Text to read
I was very sad, very unhappy, but in front of a camera, even if sometimes I didn’t remember my lines, I always found the excuse, “This is the first time you are in front of the cameras, Sophia, so shut up. Just be strong and just go, go, go. Because you are able. Because you can.” And I did.

LANGELLA: I felt the same way. The first time I was in front of an audience, I was in the school play that my sister was the lead in, and I was an elf. I was an elf who had a hole in his sock. And I didn’t have very many lines. But at the end of the play, when my sister stood at the front of the stage, I was in the back with the other elves. Nobody told me to do this, but I walked in the front and stood next to my sister because I thought, Well, this is where I’m supposed to be. I’m not supposed to be back there. I’m supposed to be where these people are looking and laughing. They weren’t looking at me, but I felt they were.

To do
#1 Answer these questions from the conversation excerpt:
(a) What did Sophia sometimes not remember in front of a camera?
(b) What part did Langella play in the school play?
(c) Who had the lead in that play?
#2 Copy the conversation excerpt between "LANGELLA: I felt" and "felt they were.", inclusive, and replace "sister" with "cousin" throughout.

Given entries
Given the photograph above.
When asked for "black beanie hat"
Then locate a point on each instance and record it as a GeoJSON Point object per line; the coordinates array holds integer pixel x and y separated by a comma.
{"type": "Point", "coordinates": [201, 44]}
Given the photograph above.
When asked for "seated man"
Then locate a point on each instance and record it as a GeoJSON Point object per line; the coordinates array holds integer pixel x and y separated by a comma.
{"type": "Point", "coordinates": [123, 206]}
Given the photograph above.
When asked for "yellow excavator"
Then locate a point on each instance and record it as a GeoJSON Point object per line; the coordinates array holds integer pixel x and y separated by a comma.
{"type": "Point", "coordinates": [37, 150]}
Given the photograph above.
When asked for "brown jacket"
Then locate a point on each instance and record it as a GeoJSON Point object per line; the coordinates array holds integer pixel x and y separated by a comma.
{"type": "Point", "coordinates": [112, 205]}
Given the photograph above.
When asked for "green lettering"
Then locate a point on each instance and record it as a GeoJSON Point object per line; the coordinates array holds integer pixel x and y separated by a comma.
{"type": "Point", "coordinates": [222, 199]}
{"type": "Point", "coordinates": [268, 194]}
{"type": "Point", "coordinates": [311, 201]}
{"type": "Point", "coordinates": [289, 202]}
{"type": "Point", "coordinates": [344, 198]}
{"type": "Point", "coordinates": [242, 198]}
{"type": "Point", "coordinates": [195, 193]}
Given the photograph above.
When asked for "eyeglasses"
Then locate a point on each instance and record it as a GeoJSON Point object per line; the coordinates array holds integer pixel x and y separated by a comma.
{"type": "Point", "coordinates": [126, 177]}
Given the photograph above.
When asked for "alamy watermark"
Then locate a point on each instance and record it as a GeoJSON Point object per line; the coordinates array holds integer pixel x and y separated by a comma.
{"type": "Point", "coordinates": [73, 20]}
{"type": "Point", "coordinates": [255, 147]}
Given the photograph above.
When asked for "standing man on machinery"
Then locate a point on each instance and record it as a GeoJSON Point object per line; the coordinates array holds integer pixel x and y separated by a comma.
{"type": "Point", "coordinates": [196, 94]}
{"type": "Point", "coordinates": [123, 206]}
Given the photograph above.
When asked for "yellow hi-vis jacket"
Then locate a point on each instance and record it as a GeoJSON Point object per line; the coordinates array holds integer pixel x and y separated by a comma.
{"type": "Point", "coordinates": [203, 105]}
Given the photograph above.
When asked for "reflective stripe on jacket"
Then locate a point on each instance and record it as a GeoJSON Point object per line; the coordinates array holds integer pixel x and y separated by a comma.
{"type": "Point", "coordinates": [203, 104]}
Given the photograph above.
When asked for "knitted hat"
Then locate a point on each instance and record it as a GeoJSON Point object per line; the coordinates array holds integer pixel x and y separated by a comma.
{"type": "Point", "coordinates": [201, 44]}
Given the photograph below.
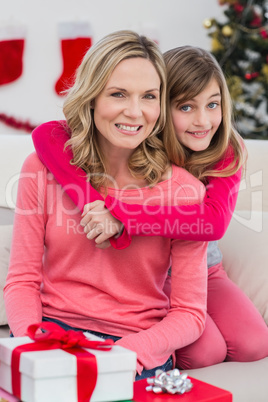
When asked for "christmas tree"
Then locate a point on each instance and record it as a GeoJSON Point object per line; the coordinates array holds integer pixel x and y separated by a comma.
{"type": "Point", "coordinates": [240, 44]}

Expected outputs
#1
(a) Her lines.
(b) An elf.
(c) His sister.

#2
LANGELLA: I felt the same way. The first time I was in front of an audience, I was in the school play that my cousin was the lead in, and I was an elf. I was an elf who had a hole in his sock. And I didn’t have very many lines. But at the end of the play, when my cousin stood at the front of the stage, I was in the back with the other elves. Nobody told me to do this, but I walked in the front and stood next to my cousin because I thought, Well, this is where I’m supposed to be. I’m not supposed to be back there. I’m supposed to be where these people are looking and laughing. They weren’t looking at me, but I felt they were.